Exercise aim:
Rewrite the part of the records that runs from the start through the line containing "M 324 112 L", both ends included and the requests kept, and shift every coordinate in the outlines by adding -82 to it.

# START OF Data extract

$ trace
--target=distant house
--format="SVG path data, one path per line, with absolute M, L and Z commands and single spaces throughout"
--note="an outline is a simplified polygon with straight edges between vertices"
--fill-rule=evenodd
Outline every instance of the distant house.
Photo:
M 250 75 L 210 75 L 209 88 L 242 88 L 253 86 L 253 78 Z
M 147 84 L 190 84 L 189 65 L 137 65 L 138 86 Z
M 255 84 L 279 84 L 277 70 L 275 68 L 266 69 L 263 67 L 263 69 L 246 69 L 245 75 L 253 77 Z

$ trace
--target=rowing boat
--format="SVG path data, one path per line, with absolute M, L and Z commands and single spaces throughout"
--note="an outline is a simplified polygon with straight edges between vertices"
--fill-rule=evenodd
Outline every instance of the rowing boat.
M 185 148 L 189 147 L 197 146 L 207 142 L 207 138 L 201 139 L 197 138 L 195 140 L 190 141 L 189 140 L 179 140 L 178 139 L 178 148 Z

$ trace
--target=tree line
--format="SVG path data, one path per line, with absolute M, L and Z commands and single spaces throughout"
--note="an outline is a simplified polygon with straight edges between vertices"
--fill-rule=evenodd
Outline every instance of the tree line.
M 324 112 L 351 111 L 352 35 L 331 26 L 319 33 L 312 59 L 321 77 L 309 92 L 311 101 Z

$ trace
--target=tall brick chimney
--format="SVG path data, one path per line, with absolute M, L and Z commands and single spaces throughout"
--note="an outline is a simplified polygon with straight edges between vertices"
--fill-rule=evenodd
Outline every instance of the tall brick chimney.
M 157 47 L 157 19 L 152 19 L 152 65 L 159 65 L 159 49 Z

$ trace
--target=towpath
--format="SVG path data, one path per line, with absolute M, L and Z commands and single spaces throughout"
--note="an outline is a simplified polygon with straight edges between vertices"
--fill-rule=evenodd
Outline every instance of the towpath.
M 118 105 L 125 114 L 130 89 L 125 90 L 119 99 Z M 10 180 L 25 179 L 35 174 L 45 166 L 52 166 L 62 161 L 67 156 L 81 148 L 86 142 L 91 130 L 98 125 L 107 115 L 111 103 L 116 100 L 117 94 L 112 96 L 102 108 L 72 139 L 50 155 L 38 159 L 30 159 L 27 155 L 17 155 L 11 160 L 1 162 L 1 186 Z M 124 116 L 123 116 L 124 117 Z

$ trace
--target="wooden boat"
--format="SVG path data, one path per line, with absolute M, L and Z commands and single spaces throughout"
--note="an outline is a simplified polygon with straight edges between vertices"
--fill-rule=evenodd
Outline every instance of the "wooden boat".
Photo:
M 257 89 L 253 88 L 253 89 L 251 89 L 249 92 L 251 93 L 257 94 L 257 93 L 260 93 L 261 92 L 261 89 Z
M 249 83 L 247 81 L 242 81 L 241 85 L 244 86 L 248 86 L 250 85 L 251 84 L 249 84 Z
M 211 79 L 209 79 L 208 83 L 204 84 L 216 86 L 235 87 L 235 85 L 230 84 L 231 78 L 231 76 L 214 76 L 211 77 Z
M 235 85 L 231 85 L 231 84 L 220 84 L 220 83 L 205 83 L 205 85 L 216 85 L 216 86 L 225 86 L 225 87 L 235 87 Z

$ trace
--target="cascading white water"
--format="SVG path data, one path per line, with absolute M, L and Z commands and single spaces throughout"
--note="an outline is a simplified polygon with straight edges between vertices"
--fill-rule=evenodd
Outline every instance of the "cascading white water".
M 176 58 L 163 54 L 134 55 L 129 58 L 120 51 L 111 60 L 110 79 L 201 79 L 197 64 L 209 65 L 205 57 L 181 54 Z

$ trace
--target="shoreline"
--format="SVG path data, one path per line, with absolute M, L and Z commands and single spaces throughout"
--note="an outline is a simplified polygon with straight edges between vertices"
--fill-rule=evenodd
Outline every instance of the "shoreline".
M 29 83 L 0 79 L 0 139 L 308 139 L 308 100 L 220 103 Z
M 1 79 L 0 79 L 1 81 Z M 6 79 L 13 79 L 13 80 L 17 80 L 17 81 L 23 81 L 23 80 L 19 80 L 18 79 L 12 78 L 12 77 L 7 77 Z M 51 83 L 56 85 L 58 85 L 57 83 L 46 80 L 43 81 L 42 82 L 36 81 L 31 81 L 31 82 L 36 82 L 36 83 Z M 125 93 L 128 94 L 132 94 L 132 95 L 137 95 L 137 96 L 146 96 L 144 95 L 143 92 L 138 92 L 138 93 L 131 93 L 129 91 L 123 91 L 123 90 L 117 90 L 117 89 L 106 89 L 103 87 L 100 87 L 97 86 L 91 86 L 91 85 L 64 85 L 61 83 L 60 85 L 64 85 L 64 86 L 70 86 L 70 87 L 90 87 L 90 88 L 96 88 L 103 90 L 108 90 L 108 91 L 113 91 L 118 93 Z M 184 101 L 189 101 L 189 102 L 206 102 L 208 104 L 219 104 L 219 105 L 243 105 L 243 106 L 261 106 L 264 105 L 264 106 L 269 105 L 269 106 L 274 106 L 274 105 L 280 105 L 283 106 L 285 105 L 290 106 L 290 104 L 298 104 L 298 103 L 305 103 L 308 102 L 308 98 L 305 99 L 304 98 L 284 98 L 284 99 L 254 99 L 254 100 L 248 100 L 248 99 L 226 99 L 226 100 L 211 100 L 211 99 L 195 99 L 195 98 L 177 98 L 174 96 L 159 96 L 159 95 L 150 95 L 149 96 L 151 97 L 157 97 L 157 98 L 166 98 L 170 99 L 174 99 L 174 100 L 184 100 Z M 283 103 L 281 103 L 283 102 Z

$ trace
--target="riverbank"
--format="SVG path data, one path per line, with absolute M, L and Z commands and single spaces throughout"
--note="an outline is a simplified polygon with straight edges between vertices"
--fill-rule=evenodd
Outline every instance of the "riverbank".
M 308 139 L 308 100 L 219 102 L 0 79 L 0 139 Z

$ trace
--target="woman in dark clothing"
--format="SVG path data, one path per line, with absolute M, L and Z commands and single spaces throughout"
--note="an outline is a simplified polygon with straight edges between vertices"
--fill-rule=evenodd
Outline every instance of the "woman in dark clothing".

# END OF Data extract

Exercise response:
$ trace
--target=distant house
--format="SVG path data, one path per line, with absolute M, L and Z commands and single spaces throughout"
--note="an outline is a simplified polygon with straight edges between vertices"
--fill-rule=evenodd
Outline every instance of the distant house.
Photo:
M 168 -7 L 128 -7 L 127 6 L 160 6 L 171 4 L 171 -4 Z
M 65 2 L 108 2 L 107 -17 L 55 -17 L 56 4 Z
M 173 2 L 197 2 L 195 -12 L 193 -14 L 184 -13 L 181 -15 L 181 -13 L 164 -13 L 163 -7 L 171 -5 Z

$ trace
--target=rowing boat
--format="SVG path data, one path per line, with absolute M, L and Z commands and single spaces throughout"
--note="an outline is a simplified polygon with straight edges between vertices"
--fill-rule=evenodd
Outline every instance of the rowing boat.
M 103 66 L 107 65 L 115 64 L 125 60 L 125 56 L 119 57 L 115 56 L 113 58 L 108 59 L 107 58 L 97 58 L 96 57 L 96 66 Z

$ trace
--target=tree line
--format="SVG path data, one path per line, with absolute M, L and Z commands and single spaces throughout"
--note="an outline is a simplified polygon with straight edges between vertices"
--fill-rule=evenodd
Outline every instance of the tree line.
M 242 30 L 269 29 L 270 -47 L 249 -56 L 237 -49 L 230 -23 L 239 -5 L 227 10 L 229 19 Z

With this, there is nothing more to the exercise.